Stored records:

** begin **

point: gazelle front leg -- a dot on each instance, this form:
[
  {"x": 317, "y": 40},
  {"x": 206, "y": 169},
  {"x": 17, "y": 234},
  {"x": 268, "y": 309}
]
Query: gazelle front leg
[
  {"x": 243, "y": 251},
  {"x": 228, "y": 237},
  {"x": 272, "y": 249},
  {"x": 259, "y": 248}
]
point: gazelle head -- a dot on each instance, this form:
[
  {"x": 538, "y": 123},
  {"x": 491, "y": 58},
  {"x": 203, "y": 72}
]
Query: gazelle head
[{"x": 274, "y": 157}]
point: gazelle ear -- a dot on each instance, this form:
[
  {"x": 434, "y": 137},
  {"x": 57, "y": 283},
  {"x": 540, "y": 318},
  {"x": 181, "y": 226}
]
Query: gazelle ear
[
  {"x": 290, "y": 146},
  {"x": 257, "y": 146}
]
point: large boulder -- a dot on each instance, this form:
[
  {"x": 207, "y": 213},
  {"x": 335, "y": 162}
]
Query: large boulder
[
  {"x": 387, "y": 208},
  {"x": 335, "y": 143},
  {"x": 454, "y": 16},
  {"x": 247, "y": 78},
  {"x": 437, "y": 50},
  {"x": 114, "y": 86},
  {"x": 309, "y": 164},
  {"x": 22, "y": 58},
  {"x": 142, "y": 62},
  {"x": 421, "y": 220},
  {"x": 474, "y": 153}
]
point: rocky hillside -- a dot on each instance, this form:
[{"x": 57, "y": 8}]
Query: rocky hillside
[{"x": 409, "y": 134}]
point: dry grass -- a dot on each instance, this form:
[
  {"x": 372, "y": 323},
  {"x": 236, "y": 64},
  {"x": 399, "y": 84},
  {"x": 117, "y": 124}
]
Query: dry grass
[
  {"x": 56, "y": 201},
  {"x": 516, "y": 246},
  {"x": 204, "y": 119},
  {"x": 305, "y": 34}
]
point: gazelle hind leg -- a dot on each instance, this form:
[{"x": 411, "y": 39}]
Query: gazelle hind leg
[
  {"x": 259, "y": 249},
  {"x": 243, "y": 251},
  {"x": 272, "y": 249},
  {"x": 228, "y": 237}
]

** end **

- [WHAT IS ASKED]:
Please arrange the lines of the listing as a Markdown table with the columns Row and Line. Start at the line that contains "point: dry grass", end at the last line of the listing, number each row, and leave out any blank lines.

- [RESPONSE TO THIS EXERCISE]:
| Row | Line |
|---|---|
| 1 | point: dry grass -- a dot on each instance, this form: |
| 2 | [ |
| 3 |   {"x": 372, "y": 323}, |
| 4 |   {"x": 236, "y": 64}, |
| 5 |   {"x": 399, "y": 84}, |
| 6 |   {"x": 117, "y": 124} |
| 7 | ] |
| 8 | Query: dry grass |
| 9 | [ |
| 10 |   {"x": 56, "y": 201}, |
| 11 |   {"x": 516, "y": 246}, |
| 12 |   {"x": 204, "y": 119}, |
| 13 |   {"x": 305, "y": 34} |
| 14 | ] |
| 15 | point: gazelle hind leg -- a dot on each instance, this form: |
| 16 | [{"x": 411, "y": 39}] |
| 17 | Query: gazelle hind leg |
| 18 | [ |
| 19 |   {"x": 259, "y": 249}, |
| 20 |   {"x": 243, "y": 251}, |
| 21 |   {"x": 272, "y": 249}, |
| 22 |   {"x": 228, "y": 237} |
| 23 | ] |